We speak together for an hour, until radio Chikuni opens and he decides to take a look there.

He rode his bike for 15 Km appositely..

You have to know that Radio Chikuni is one of Zambia’s most famous radio and offers many students the opportunity to take part to stages or working experience, so that they can build a network of contacts and, maybe, find their way.

I greet Ngenda and head to Marco’s home to reach Gwembe where we’ll prepare some documents.

Tomorrow there’ll be a new disbursement for some of the groups taking part to the micro credit project that have completed the first level loan: the period is of 4 months for an amount of 300.000 Zambian Kwacha (about 60 Euros).

They can now receive a larger loan of 500.000 K that they’ll use to improve their activities.

The most popular are fish and goat trading, gardening, salaula (second hand clothes sale), carpentry, poultry , transports and hair saloons.

Most of them can give back money in time even if they have to face different troubles and some of them have been able to return the money before the fixed time showing their abilities and willing and their pride.

So many things happened in just 3 days.. I need to write everything and I promise to do it everyday for I can’t lose none of these precious experiences.

The day is almost gone but for the sunset.

Me, Marco and Zaskia (his German girlfriend) decide to go to the Yellow House, the local pub, to take a beer and see the African Sunset.

Along the way we meet Matongo, one of the DJ’s of Radio Chikuni, and invite him to come with us.

He has dread locks and looks like a Jamaican thought he swears not to smoke marijuana and to hate Rastafarian beliefs, anyway he is really a cool one.

We sit down and enjoy a never ending yellow-orange-red-violet-blue sunset at the bottom of a sea of large Seghese trees..

Quite a nice day, don’t you think?

Zambia!

Chikuni, 7 July.

Finally In Chikuni!
Well I’m in Zambia since yesterday evening and I can finally say I’m home again, another house maybe, anyway, it shall be a new home.
Since now I have decided not to forget anything, any more.
Well, that happened right after forgetting my camera for the third time today..
What were we talking about? Right, my memory, my memories
I’m talking about my arrive here in Chikuni, but I want to start from the real beginning, in Rome, two days ago.

Data entries:
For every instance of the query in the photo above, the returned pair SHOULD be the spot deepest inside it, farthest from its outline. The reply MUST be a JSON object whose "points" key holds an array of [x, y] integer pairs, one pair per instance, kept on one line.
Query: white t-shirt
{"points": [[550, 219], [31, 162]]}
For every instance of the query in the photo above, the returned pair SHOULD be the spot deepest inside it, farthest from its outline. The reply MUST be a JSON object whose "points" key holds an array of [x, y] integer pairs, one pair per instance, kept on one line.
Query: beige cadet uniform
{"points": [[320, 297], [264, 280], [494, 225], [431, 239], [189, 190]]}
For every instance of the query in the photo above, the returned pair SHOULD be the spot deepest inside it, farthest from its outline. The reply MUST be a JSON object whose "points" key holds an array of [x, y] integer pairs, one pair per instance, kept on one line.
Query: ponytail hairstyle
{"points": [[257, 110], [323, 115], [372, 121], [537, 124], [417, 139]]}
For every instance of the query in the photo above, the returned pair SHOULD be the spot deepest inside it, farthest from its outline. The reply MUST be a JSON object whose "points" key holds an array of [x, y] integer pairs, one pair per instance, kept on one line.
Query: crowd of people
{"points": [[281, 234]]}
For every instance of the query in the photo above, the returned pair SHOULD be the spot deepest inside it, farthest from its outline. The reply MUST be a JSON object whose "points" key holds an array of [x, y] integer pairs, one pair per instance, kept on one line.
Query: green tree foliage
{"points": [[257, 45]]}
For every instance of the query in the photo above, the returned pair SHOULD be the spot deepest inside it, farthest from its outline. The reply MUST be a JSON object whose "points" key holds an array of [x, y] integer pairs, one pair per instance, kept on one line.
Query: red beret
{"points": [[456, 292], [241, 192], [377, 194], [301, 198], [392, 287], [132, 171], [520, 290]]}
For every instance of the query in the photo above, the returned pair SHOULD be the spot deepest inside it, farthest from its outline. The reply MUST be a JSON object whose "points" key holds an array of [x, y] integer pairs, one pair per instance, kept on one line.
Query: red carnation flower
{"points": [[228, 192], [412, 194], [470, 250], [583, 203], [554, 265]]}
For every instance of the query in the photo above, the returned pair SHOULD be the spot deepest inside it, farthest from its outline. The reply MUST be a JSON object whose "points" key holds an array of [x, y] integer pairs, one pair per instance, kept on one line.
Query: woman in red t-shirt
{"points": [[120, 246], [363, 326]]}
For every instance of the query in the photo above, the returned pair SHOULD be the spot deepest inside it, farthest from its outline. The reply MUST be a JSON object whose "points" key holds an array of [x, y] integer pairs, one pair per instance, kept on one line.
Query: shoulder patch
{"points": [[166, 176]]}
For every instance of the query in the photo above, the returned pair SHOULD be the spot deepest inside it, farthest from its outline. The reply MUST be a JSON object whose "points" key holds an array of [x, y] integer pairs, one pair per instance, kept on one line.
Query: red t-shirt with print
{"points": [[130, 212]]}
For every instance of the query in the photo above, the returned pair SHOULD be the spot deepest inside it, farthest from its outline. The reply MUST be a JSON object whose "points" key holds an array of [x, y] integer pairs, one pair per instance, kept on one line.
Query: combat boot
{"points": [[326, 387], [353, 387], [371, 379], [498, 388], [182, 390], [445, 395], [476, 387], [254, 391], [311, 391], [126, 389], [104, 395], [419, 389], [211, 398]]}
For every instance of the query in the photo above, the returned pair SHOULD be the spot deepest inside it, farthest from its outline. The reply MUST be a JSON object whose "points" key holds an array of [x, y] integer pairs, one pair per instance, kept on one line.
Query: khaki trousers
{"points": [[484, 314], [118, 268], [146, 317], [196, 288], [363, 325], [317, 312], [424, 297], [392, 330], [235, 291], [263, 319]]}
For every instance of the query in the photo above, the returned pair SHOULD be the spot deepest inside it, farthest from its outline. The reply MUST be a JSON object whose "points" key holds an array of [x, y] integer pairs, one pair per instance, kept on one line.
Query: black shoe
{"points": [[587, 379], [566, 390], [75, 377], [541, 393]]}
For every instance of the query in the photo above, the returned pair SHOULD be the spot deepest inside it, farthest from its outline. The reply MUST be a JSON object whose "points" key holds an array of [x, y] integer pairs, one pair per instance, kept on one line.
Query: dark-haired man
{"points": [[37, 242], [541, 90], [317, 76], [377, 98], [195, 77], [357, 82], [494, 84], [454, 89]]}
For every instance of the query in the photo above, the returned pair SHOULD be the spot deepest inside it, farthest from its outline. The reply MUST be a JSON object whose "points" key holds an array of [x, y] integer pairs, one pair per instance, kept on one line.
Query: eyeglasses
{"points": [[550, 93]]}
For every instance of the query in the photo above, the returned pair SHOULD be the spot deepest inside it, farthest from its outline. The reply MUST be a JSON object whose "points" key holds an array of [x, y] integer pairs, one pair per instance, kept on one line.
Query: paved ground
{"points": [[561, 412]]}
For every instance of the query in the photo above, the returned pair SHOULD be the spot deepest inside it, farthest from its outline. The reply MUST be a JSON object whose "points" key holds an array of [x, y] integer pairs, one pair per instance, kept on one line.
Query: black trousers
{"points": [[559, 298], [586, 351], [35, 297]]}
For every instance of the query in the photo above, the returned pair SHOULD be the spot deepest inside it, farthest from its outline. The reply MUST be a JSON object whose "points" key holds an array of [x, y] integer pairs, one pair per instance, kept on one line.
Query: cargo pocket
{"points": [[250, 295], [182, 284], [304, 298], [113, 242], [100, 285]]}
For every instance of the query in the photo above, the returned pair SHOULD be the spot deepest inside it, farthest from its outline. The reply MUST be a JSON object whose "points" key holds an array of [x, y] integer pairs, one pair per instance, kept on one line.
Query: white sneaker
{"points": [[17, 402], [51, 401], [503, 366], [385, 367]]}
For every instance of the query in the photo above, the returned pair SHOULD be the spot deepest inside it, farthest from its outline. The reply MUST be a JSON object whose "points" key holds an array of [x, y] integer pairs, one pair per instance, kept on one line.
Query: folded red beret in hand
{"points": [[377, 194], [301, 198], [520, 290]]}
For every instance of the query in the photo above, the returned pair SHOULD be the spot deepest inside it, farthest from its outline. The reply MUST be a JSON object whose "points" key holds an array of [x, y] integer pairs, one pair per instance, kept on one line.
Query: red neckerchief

- Using the information -
**a)** Rewrite the part of the diary excerpt that opens with the words containing "Quite a nice" and closes with "third time today..", changing "camera" to "phone".
**b)** According to the diary excerpt, what amount did the first level loan in the micro credit project provide?
The rows are separate material and have no connection to the diary excerpt.

- Task responses -
**a)**
Quite a nice day, don’t you think?

Zambia!

Chikuni, 7 July.

Finally In Chikuni!
Well I’m in Zambia since yesterday evening and I can finally say I’m home again, another house maybe, anyway, it shall be a new home.
Since now I have decided not to forget anything, any more.
Well, that happened right after forgetting my phone for the third time today..

**b)** 300.000 Zambian Kwacha (about 60 Euros)